* **Given instruction**:
Reproduce the listing verbatim, starting at its first line and ending at the line containing "an example of", with both of those lines included.

%%

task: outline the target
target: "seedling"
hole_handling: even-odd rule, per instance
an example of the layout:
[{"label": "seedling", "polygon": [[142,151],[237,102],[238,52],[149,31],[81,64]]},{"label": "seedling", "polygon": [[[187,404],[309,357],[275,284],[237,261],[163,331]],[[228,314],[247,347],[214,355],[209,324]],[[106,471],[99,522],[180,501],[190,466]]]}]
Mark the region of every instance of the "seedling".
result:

%%

* **Solution**:
task: outline the target
target: "seedling"
hole_handling: even-odd rule, per instance
an example of the layout:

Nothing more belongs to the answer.